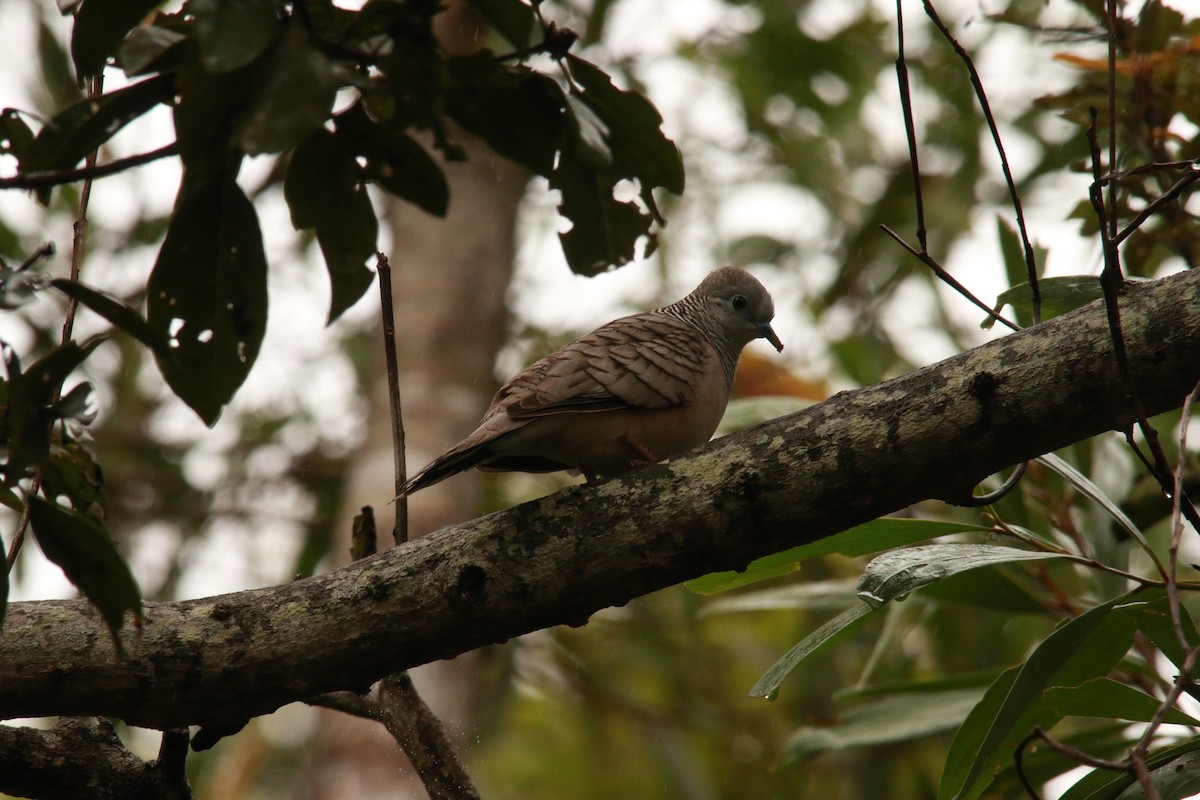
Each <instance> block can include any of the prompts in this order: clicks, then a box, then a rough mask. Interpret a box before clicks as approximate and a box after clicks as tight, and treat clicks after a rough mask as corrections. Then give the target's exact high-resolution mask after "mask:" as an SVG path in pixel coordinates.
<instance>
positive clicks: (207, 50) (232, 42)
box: [188, 0, 280, 72]
mask: <svg viewBox="0 0 1200 800" xmlns="http://www.w3.org/2000/svg"><path fill="white" fill-rule="evenodd" d="M188 10H190V11H191V12H192V13H193V14H194V16H196V41H197V43H198V44H199V48H200V61H202V62H203V64H204V66H205V68H206V70H209V71H210V72H229V71H232V70H236V68H239V67H244V66H246V65H247V64H250V62H251V61H253V60H254V59H257V58H258V56H259V55H262V54H263V52H264V50H266V46H268V44H270V43H271V40H274V38H275V32H276V30H278V26H280V18H278V13H277V12H276V4H275V1H274V0H191V2H190V4H188Z"/></svg>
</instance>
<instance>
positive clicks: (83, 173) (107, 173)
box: [0, 142, 179, 190]
mask: <svg viewBox="0 0 1200 800" xmlns="http://www.w3.org/2000/svg"><path fill="white" fill-rule="evenodd" d="M175 155H179V145H178V144H176V143H174V142H172V143H170V144H168V145H163V146H162V148H158V149H157V150H151V151H149V152H140V154H138V155H136V156H127V157H125V158H118V160H116V161H110V162H108V163H107V164H98V166H97V164H96V160H95V158H94V157H90V158H89V160H88V162H86V164H85V166H84V167H78V168H76V169H54V170H47V172H40V173H25V174H24V175H13V176H12V178H0V190H6V188H19V190H35V188H46V187H49V186H62V185H64V184H74V182H76V181H83V180H96V179H98V178H108V176H109V175H116V174H119V173H124V172H126V170H128V169H133V168H134V167H142V166H144V164H149V163H151V162H154V161H158V160H161V158H168V157H170V156H175Z"/></svg>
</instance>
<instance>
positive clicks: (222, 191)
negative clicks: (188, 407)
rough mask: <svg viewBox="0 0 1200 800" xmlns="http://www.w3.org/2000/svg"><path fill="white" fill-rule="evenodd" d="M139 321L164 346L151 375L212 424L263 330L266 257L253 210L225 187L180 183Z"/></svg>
mask: <svg viewBox="0 0 1200 800" xmlns="http://www.w3.org/2000/svg"><path fill="white" fill-rule="evenodd" d="M146 289H148V301H146V307H148V308H146V311H148V314H146V321H148V323H149V325H150V329H151V331H152V332H154V336H155V337H161V338H163V339H166V341H167V348H168V355H167V356H166V357H163V356H160V355H158V354H156V357H157V361H158V368H160V369H161V371H162V374H163V377H164V378H166V379H167V383H168V384H169V385H170V387H172V391H174V392H175V395H178V396H179V397H180V399H182V401H184V402H185V403H187V404H188V405H190V407H191V408H192V409H193V410H194V411H196V413H197V414H198V415H199V416H200V419H202V420H204V422H205V423H208V425H212V423H214V422H216V420H217V416H220V414H221V410H222V409H223V408H224V404H226V403H228V402H229V399H230V398H232V397H233V395H234V392H236V391H238V387H239V386H241V384H242V381H244V380H245V379H246V375H247V374H248V373H250V368H251V367H252V366H253V363H254V359H257V357H258V350H259V347H260V345H262V342H263V333H264V332H265V330H266V257H265V254H264V253H263V237H262V233H260V231H259V228H258V217H257V215H256V213H254V206H253V205H252V204H251V203H250V200H248V199H246V196H245V194H242V192H241V188H239V187H238V185H236V184H235V182H234V181H233V180H220V179H217V180H212V181H208V182H205V184H203V185H202V186H199V187H196V188H194V190H192V188H191V187H190V186H188V181H187V180H186V179H185V181H184V186H182V187H181V188H180V198H179V201H178V205H176V209H175V215H174V217H173V218H172V221H170V227H169V228H168V229H167V237H166V240H164V241H163V243H162V248H161V249H160V251H158V259H157V261H155V266H154V271H152V272H151V273H150V281H149V284H148V287H146Z"/></svg>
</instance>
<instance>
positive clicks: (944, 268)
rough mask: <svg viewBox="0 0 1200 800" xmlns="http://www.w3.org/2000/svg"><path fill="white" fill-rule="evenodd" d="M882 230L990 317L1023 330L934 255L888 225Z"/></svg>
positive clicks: (1016, 329) (961, 294) (881, 225)
mask: <svg viewBox="0 0 1200 800" xmlns="http://www.w3.org/2000/svg"><path fill="white" fill-rule="evenodd" d="M880 230H882V231H883V233H886V234H887V235H888V236H892V239H894V240H895V241H896V243H898V245H900V246H901V247H904V248H905V249H906V251H908V252H910V253H912V255H914V257H916V258H917V260H919V261H920V263H922V264H924V265H925V266H928V267H929V269H931V270H932V271H934V275H936V276H937V277H938V278H941V279H942V281H943V282H944V283H947V284H949V285H950V288H953V289H954V290H955V291H958V293H959V294H960V295H962V296H964V297H966V299H967V300H970V301H971V302H973V303H974V305H976V306H978V307H979V308H980V309H982V311H983V312H984V313H985V314H988V317H990V318H991V319H994V320H996V321H997V323H1000V324H1001V325H1006V326H1008V327H1010V329H1012V330H1014V331H1019V330H1021V326H1020V325H1018V324H1016V323H1012V321H1009V320H1008V319H1006V318H1004V317H1002V315H1001V314H1000V312H997V311H996V309H995V308H992V307H991V306H989V305H988V303H985V302H984V301H982V300H979V297H976V296H974V295H973V294H971V290H970V289H967V288H966V287H965V285H962V284H961V283H959V281H958V278H955V277H954V276H953V275H950V273H949V272H947V271H946V267H944V266H942V265H941V264H938V261H937V259H935V258H934V257H932V255H930V254H929V253H926V252H923V251H919V249H917V248H916V247H913V246H912V245H910V243H908V242H906V241H905V240H904V237H902V236H900V234H898V233H896V231H894V230H892V229H890V228H888V227H887V225H880Z"/></svg>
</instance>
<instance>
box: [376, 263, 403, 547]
mask: <svg viewBox="0 0 1200 800" xmlns="http://www.w3.org/2000/svg"><path fill="white" fill-rule="evenodd" d="M376 272H377V273H378V275H379V312H380V314H382V315H383V354H384V363H385V368H386V369H388V408H389V410H390V413H391V450H392V479H394V483H395V486H394V497H395V498H396V525H395V528H392V539H394V540H395V542H396V543H397V545H401V543H403V542H407V541H408V497H407V495H404V494H403V493H402V492H401V488H402V487H403V486H404V475H406V474H407V471H408V469H407V467H406V464H404V420H403V415H402V414H401V408H400V367H398V366H397V363H396V312H395V311H394V309H392V301H391V264H389V263H388V257H386V255H384V254H383V253H376Z"/></svg>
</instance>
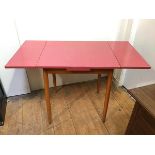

Aim of the task
Everything from the first line of the entries through the line that contains "positive clicks: (207, 50) (232, 42)" is to be reproduced exactly, except the pictures.

Result
Each <instance> block can include any of the prompts in this order: clicks, then a box, then a rough mask. Interpret a box before clicks as approximate and a box after clicks as tight, and treat clicks after a rough mask as corrections. Then give the target's exact high-resolution mask after "mask:" as an SVG path in pixel coordinates.
<instance>
positive clicks: (207, 50) (232, 42)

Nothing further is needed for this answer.